PROMPT
Every entry needs to be reproduced exactly.

DATA SUPPLIED

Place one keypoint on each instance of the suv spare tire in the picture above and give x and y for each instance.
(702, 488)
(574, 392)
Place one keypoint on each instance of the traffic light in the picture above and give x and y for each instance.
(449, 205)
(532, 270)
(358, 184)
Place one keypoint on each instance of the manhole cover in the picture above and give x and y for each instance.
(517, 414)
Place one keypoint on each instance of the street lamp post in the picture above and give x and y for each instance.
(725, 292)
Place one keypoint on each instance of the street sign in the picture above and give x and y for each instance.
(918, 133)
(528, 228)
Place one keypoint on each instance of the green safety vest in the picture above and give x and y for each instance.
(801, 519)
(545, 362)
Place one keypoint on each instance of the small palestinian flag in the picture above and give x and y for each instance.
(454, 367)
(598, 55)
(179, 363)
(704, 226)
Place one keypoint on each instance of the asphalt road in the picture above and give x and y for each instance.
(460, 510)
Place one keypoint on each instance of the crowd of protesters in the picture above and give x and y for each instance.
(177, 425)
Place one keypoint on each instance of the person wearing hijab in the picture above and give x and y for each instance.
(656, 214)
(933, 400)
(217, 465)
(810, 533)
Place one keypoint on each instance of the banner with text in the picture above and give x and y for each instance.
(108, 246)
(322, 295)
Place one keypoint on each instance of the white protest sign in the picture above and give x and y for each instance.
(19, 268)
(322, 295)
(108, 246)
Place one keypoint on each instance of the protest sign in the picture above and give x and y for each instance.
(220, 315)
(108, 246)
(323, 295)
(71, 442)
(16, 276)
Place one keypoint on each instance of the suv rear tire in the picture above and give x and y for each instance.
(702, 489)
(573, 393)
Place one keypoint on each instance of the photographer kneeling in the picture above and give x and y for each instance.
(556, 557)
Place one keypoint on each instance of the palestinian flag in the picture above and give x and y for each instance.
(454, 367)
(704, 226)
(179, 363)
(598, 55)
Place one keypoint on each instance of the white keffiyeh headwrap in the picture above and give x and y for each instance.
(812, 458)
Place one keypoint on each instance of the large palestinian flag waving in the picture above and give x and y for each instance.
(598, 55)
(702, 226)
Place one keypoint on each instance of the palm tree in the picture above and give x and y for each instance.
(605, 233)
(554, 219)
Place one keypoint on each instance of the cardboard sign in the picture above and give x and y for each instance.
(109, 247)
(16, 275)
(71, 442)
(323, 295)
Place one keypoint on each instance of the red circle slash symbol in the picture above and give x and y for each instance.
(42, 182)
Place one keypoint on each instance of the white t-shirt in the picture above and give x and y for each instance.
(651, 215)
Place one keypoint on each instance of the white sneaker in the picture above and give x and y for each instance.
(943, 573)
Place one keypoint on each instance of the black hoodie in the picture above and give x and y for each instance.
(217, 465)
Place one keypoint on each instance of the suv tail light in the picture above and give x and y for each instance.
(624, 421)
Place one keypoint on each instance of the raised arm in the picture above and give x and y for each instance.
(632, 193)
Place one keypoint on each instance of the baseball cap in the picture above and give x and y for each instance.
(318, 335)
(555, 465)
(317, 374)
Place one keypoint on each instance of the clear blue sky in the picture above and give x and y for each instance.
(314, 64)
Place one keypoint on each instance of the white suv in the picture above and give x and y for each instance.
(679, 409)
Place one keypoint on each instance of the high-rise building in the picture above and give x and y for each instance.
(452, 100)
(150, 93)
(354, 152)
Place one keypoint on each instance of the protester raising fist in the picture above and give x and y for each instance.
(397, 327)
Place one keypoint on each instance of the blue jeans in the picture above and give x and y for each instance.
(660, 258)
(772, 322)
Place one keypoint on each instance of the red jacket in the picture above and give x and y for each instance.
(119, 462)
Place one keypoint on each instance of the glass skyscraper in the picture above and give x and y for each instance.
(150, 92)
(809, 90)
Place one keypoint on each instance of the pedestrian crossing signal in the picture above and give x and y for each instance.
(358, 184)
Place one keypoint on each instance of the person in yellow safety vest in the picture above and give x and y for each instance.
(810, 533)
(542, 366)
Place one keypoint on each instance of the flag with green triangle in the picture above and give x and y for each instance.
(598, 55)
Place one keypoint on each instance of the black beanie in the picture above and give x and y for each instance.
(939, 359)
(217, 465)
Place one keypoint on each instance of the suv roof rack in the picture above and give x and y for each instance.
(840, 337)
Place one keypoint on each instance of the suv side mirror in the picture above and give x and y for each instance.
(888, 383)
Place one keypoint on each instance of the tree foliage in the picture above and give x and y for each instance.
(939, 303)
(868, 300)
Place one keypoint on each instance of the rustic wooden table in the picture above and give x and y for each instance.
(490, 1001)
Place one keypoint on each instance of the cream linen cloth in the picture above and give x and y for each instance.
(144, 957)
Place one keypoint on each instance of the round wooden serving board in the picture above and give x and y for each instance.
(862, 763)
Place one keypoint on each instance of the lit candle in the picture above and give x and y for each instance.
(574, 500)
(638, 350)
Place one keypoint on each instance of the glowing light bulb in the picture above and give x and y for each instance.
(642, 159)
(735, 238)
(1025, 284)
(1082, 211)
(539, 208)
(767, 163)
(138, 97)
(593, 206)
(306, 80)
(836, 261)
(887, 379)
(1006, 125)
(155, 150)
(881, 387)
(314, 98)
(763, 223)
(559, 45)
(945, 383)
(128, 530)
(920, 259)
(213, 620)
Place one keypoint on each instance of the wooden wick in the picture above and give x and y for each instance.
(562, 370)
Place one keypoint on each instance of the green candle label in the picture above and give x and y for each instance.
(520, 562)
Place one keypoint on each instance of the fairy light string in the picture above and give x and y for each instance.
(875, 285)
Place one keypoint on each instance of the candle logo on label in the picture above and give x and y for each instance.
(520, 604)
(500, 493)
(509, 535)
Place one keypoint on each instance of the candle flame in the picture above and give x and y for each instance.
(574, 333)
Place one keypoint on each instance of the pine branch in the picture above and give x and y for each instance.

SOLUTION FOR THIS EXERCISE
Place one keypoint on each instance of the suv spare tire in the picture above and give x and y for each instance.
(702, 488)
(574, 392)
Place one keypoint on each instance of the traffic light in the picture above and give x and y for each instance.
(449, 205)
(532, 270)
(358, 184)
Place one keypoint on each instance of the manhole cover in the picture above and give x and y for each instance.
(517, 414)
Place one keypoint on each instance of the street lamp post in the picture above and give x and y for each instance.
(725, 292)
Place one keypoint on each instance of the street sign in the picture above and give x and y for each instance.
(918, 133)
(528, 228)
Place one keypoint on each instance of the green safety vest in the picture above and give x and y for each instance.
(801, 519)
(545, 362)
Place one keypoint on each instance of the small palestinian flag in the picture above and give x and y for each instance.
(454, 367)
(598, 55)
(179, 363)
(704, 226)
Place one keypoint on each instance of the asphalt road in the picture above and give x and y for each instance.
(460, 510)
Place one keypoint on each instance of the crowd of protesters in the picture above and give x and y for each instance.
(177, 425)
Place one keypoint on each instance of the person wearing hijab in the picture above and give x and y for each instance.
(656, 214)
(933, 400)
(217, 465)
(810, 533)
Place one keypoint on each instance of the banner with text in the picture above and give x and y for each instance.
(108, 246)
(322, 295)
Place one keypoint on each instance of the white protest sign in the picture above and give x and y for each instance.
(19, 268)
(322, 295)
(108, 246)
Place one keypoint on each instance of the protest sign in the picture above and give x and y for each instance.
(220, 315)
(108, 246)
(323, 295)
(71, 442)
(16, 276)
Place one keypoint on each instance of the suv rear tire in the picture above and give x and y for each instance.
(702, 489)
(573, 393)
Place one keypoint on each instance of the photographer kneeling in the picture above and give x and y for each instance.
(556, 557)
Place one keypoint on each instance of the palestinian flag in the picture above and give x and y for each instance.
(454, 367)
(704, 226)
(179, 363)
(598, 55)
Place one keypoint on each instance of the white keffiyeh headwrap in the picture above and give x and y for each instance.
(812, 458)
Place one keypoint on each instance of the large palestinian flag waving in the picture above and give x and y for each instance.
(598, 55)
(702, 226)
Place one keypoint on each instance of the palm tree in the picture above and give x and y for each instance.
(605, 233)
(554, 219)
Place one keypoint on each instance of the cardboard sign in the picture above and give x and y for each instance.
(109, 247)
(16, 275)
(71, 442)
(323, 295)
Place one keypoint on each instance of the red circle slash symbol in the picture above and give x and y for each instance.
(42, 182)
Place one keypoint on each instance of the white t-shirt in the picture above and give x and y for each instance.
(651, 215)
Place one keypoint on each instance of the white sneaker in the picture above and give x and y for each instance.
(943, 573)
Place one keypoint on each instance of the black hoodie in the picture above and give x and y for each instance.
(217, 465)
Place one keypoint on each instance of the suv tail light in the picture above and give x and y for each instance.
(624, 421)
Place one keypoint on each instance of the raised arm in the picture above and give x and y for each instance.
(632, 193)
Place one keypoint on each instance of the baseball cap in the picture above and give x and y for each instance.
(318, 335)
(555, 465)
(317, 374)
Place one keypoint on each instance of the clear blue sky in the picture above and give x and y for each instance.
(314, 64)
Place one keypoint on each instance of the white suv in the picture above and give x and y for each instance.
(679, 409)
Place one keypoint on each instance of the high-rise building in the picture above and give x and y for each instance.
(452, 100)
(150, 93)
(354, 152)
Place one keypoint on each instance of the protester raising fist in the picture above and give x and y for each instance.
(397, 327)
Place one keypoint on each instance of the blue jeans in the picture above and give x and y for each instance.
(660, 258)
(772, 322)
Place one keypoint on each instance of the red jacket in the picture above and give x and y for each instance.
(119, 462)
Place one keypoint on each instance of the glass skyscraper in the picture above and give x and y for each instance.
(150, 92)
(809, 90)
Place one keypoint on each instance of the pedestrian crossing signal in the picture above and give x and y for each instance.
(358, 184)
Place one keypoint on each instance of the person in yellow safety vest in the picture above and give x and y for each instance.
(810, 533)
(542, 366)
Place one keypoint on each instance of the flag with green triangle in the picture above and give x and y for each instance.
(598, 55)
Place one keypoint on each instance of the black beanie in the picture above and give x and y for each instance.
(939, 359)
(217, 465)
Place one keypoint on each instance of the suv roof rack in the picture above and give x and y for each instance.
(840, 337)
Place one keypoint on each instance of the suv side mirror in the picture above and give x and y for each instance.
(888, 383)
Place one keypoint on each instance of the tree foliage in the picture above and give x and y for each instance.
(939, 303)
(868, 300)
Place one keypoint on each instance of the rustic wooden table in the picture above and give x and y for each instance.
(490, 1001)
Place one keypoint on each instance of the cream linen cloth in the picture above and give x and y for each instance.
(144, 957)
Place one keypoint on each instance of the round wooden serving board in the picture above and give x and y for each instance.
(862, 763)
Place one keypoint on each instance of the lit candle in the picture above and give x and y for each instance.
(574, 500)
(638, 350)
Place one keypoint on each instance of the glowing light bulb in the picture above and give x and y for each instance.
(642, 159)
(735, 238)
(1025, 284)
(1082, 211)
(539, 208)
(767, 163)
(138, 97)
(593, 206)
(306, 80)
(836, 261)
(887, 379)
(1006, 125)
(155, 150)
(881, 387)
(314, 98)
(763, 223)
(559, 45)
(945, 383)
(128, 530)
(920, 259)
(213, 620)
Place one keypoint on each instance of the wooden wick in the picture above and give x and y for each instance.
(562, 370)
Place one keypoint on each instance of the green candle label in the picture above and give x and y for each instance.
(520, 562)
Place one keypoint on each instance of the fairy light string in the picture above and give x and y for each instance.
(875, 285)
Place one keypoint on each instance of the candle logo on label in the picture above and give x and y for each instance.
(520, 604)
(500, 493)
(509, 535)
Place one keypoint on each instance of the candle flame in the picture above and give x and y for each instance.
(574, 333)
Place one keypoint on each instance of the pine branch in the picture above and give x and y for each instance.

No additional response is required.